— start —
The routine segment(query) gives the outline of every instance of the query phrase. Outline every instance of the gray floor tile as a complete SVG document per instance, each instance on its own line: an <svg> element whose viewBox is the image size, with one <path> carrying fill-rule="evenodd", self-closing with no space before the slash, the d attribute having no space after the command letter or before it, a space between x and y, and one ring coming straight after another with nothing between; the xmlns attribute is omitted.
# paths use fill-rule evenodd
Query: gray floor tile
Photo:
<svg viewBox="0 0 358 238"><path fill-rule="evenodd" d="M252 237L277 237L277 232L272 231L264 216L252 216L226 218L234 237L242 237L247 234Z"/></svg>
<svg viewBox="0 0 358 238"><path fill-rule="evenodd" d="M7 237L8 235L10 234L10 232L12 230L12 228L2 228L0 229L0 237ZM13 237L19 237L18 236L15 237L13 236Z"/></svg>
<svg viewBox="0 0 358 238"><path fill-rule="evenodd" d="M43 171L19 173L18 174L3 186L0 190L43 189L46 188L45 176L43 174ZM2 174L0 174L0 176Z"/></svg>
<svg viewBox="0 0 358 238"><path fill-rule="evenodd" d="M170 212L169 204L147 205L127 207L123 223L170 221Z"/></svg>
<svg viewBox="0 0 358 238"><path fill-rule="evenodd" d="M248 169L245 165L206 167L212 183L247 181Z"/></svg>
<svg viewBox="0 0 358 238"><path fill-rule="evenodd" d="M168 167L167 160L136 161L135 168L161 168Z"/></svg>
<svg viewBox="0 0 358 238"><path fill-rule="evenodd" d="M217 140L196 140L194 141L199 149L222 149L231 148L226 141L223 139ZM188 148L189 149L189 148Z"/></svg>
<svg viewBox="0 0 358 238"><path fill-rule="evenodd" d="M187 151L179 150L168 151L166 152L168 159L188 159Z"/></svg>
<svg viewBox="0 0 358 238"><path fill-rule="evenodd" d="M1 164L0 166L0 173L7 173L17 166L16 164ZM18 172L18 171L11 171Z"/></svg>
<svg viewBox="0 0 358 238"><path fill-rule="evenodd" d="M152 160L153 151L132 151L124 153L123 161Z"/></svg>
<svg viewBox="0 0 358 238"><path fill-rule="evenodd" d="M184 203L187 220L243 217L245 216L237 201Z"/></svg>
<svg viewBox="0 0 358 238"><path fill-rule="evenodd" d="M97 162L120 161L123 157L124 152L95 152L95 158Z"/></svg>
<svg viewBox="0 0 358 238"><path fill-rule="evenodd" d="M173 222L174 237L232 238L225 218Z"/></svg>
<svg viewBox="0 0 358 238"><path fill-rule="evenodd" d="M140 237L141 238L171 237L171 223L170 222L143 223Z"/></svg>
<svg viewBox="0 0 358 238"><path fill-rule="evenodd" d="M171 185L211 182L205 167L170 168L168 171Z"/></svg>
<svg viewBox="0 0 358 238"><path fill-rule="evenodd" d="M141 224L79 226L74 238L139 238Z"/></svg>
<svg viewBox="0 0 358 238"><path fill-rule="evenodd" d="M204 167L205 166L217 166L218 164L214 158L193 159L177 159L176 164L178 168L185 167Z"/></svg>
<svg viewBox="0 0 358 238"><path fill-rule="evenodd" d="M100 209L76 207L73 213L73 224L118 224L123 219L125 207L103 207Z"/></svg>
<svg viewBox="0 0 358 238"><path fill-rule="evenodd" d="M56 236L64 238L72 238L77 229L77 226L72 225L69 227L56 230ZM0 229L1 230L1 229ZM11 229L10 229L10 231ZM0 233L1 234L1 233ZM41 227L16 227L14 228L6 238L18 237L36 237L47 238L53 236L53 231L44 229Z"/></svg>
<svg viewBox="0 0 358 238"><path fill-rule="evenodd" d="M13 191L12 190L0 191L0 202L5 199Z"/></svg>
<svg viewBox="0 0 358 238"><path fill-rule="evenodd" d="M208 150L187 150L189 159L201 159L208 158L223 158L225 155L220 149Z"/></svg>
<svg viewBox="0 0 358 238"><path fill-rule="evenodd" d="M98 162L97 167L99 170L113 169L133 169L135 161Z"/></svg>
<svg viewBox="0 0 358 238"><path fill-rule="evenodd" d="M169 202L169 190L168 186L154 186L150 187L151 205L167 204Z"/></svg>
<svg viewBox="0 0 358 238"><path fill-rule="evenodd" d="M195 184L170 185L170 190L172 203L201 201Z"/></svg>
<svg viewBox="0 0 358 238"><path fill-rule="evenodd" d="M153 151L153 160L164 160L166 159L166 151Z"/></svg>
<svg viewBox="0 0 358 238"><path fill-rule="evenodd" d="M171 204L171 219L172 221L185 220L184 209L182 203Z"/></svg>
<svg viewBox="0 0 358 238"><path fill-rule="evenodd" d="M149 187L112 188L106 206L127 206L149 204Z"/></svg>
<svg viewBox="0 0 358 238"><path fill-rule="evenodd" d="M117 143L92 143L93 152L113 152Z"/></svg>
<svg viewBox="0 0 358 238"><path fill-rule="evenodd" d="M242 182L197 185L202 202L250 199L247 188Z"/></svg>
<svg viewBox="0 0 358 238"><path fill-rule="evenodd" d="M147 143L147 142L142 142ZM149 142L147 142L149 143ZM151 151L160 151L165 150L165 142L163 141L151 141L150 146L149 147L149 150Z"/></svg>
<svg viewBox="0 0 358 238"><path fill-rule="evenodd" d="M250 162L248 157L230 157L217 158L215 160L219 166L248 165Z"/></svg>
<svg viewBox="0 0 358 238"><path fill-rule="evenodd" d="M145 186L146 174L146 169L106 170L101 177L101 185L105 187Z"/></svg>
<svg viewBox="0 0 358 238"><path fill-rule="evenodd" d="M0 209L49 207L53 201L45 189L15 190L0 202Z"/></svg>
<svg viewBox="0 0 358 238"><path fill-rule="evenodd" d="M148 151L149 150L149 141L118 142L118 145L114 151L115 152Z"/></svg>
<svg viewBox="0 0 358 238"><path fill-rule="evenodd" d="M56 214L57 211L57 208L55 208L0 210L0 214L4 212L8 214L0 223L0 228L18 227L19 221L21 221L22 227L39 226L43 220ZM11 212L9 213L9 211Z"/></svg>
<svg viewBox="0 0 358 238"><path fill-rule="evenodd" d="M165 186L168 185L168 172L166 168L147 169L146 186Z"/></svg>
— end —
Arrange all of the rows above as a numbered list, leaving out any blank lines.

1. The routine segment(query) gives the outline of every instance of the query phrase. Outline every instance of the gray floor tile as a complete SVG document per instance, each instance on its own line: an <svg> element whose viewBox is the image size, with one <path> carrying fill-rule="evenodd", self-closing with no space before the slash, the d attribute having no space after the command letter or before it, a space between x and y, and one ring coming straight after another with nothing between; the xmlns attribute is omitted.
2. # paths use fill-rule evenodd
3. Query: gray floor tile
4. Photo:
5. <svg viewBox="0 0 358 238"><path fill-rule="evenodd" d="M252 237L277 237L277 232L272 231L264 216L252 216L226 218L234 237L242 237L247 234Z"/></svg>
6. <svg viewBox="0 0 358 238"><path fill-rule="evenodd" d="M7 237L8 235L10 234L10 232L12 230L12 228L2 228L0 229L0 237ZM13 237L19 237L18 236L15 237L13 236Z"/></svg>
7. <svg viewBox="0 0 358 238"><path fill-rule="evenodd" d="M43 171L19 173L18 174L3 186L0 190L43 189L46 188L45 176L43 174ZM2 174L0 174L0 176Z"/></svg>
8. <svg viewBox="0 0 358 238"><path fill-rule="evenodd" d="M170 212L169 204L147 205L127 207L123 223L170 221Z"/></svg>
9. <svg viewBox="0 0 358 238"><path fill-rule="evenodd" d="M248 169L245 165L206 167L212 183L247 181Z"/></svg>
10. <svg viewBox="0 0 358 238"><path fill-rule="evenodd" d="M168 167L167 160L136 161L135 168L161 168Z"/></svg>
11. <svg viewBox="0 0 358 238"><path fill-rule="evenodd" d="M217 140L196 140L194 141L199 149L222 149L231 148L226 141L223 139ZM188 148L189 149L189 148Z"/></svg>
12. <svg viewBox="0 0 358 238"><path fill-rule="evenodd" d="M187 151L179 150L168 151L166 152L168 159L188 159Z"/></svg>
13. <svg viewBox="0 0 358 238"><path fill-rule="evenodd" d="M1 164L0 166L0 173L7 173L17 166L16 164ZM18 172L18 171L11 171Z"/></svg>
14. <svg viewBox="0 0 358 238"><path fill-rule="evenodd" d="M152 160L153 151L132 151L124 153L123 161Z"/></svg>
15. <svg viewBox="0 0 358 238"><path fill-rule="evenodd" d="M184 203L187 220L243 217L245 216L237 201Z"/></svg>
16. <svg viewBox="0 0 358 238"><path fill-rule="evenodd" d="M97 162L120 161L123 157L124 152L95 152L95 158Z"/></svg>
17. <svg viewBox="0 0 358 238"><path fill-rule="evenodd" d="M173 222L174 237L232 238L225 218Z"/></svg>
18. <svg viewBox="0 0 358 238"><path fill-rule="evenodd" d="M140 237L141 238L171 237L171 223L170 222L143 223Z"/></svg>
19. <svg viewBox="0 0 358 238"><path fill-rule="evenodd" d="M171 185L211 182L205 167L170 168L168 171Z"/></svg>
20. <svg viewBox="0 0 358 238"><path fill-rule="evenodd" d="M141 224L79 226L74 238L139 238Z"/></svg>
21. <svg viewBox="0 0 358 238"><path fill-rule="evenodd" d="M204 167L205 166L217 166L218 164L214 158L193 159L177 159L176 164L178 168L185 167Z"/></svg>
22. <svg viewBox="0 0 358 238"><path fill-rule="evenodd" d="M100 209L76 207L73 213L73 224L118 224L123 219L125 207L103 207Z"/></svg>
23. <svg viewBox="0 0 358 238"><path fill-rule="evenodd" d="M56 236L64 238L72 238L77 229L77 226L72 225L69 227L56 230ZM0 229L1 230L1 229ZM11 229L10 229L10 231ZM0 233L1 234L1 233ZM41 227L16 227L14 228L6 238L18 237L36 237L47 238L53 236L53 231L44 229Z"/></svg>
24. <svg viewBox="0 0 358 238"><path fill-rule="evenodd" d="M13 191L12 190L0 191L0 202L5 199Z"/></svg>
25. <svg viewBox="0 0 358 238"><path fill-rule="evenodd" d="M208 150L187 150L189 159L201 159L208 158L223 158L225 155L220 149Z"/></svg>
26. <svg viewBox="0 0 358 238"><path fill-rule="evenodd" d="M98 162L97 167L99 170L113 169L133 169L135 161Z"/></svg>
27. <svg viewBox="0 0 358 238"><path fill-rule="evenodd" d="M169 202L169 190L168 186L154 186L150 187L151 205L167 204Z"/></svg>
28. <svg viewBox="0 0 358 238"><path fill-rule="evenodd" d="M195 184L170 185L170 190L172 203L201 201Z"/></svg>
29. <svg viewBox="0 0 358 238"><path fill-rule="evenodd" d="M153 151L153 160L164 160L166 159L166 151Z"/></svg>
30. <svg viewBox="0 0 358 238"><path fill-rule="evenodd" d="M171 204L171 219L172 221L185 220L184 209L182 203Z"/></svg>
31. <svg viewBox="0 0 358 238"><path fill-rule="evenodd" d="M149 187L112 188L106 206L127 206L149 204Z"/></svg>
32. <svg viewBox="0 0 358 238"><path fill-rule="evenodd" d="M117 143L92 143L93 152L113 152Z"/></svg>
33. <svg viewBox="0 0 358 238"><path fill-rule="evenodd" d="M242 182L197 185L202 202L250 199L247 188Z"/></svg>
34. <svg viewBox="0 0 358 238"><path fill-rule="evenodd" d="M147 143L147 142L142 142ZM149 142L147 142L149 143ZM151 151L160 151L165 150L165 142L163 141L151 141L150 146L149 147L149 150Z"/></svg>
35. <svg viewBox="0 0 358 238"><path fill-rule="evenodd" d="M250 162L248 157L230 157L217 158L215 160L219 166L248 165Z"/></svg>
36. <svg viewBox="0 0 358 238"><path fill-rule="evenodd" d="M145 186L146 174L146 169L106 170L101 177L101 185L105 187Z"/></svg>
37. <svg viewBox="0 0 358 238"><path fill-rule="evenodd" d="M0 209L49 207L53 201L45 189L15 190L0 202Z"/></svg>
38. <svg viewBox="0 0 358 238"><path fill-rule="evenodd" d="M148 151L149 150L149 141L118 142L118 145L114 151L115 152Z"/></svg>
39. <svg viewBox="0 0 358 238"><path fill-rule="evenodd" d="M56 214L57 211L57 208L55 208L0 210L0 214L4 212L8 214L0 223L0 228L18 227L19 221L21 221L22 227L39 226L43 220ZM11 212L9 213L9 211Z"/></svg>
40. <svg viewBox="0 0 358 238"><path fill-rule="evenodd" d="M165 186L168 185L168 172L166 168L147 169L146 186Z"/></svg>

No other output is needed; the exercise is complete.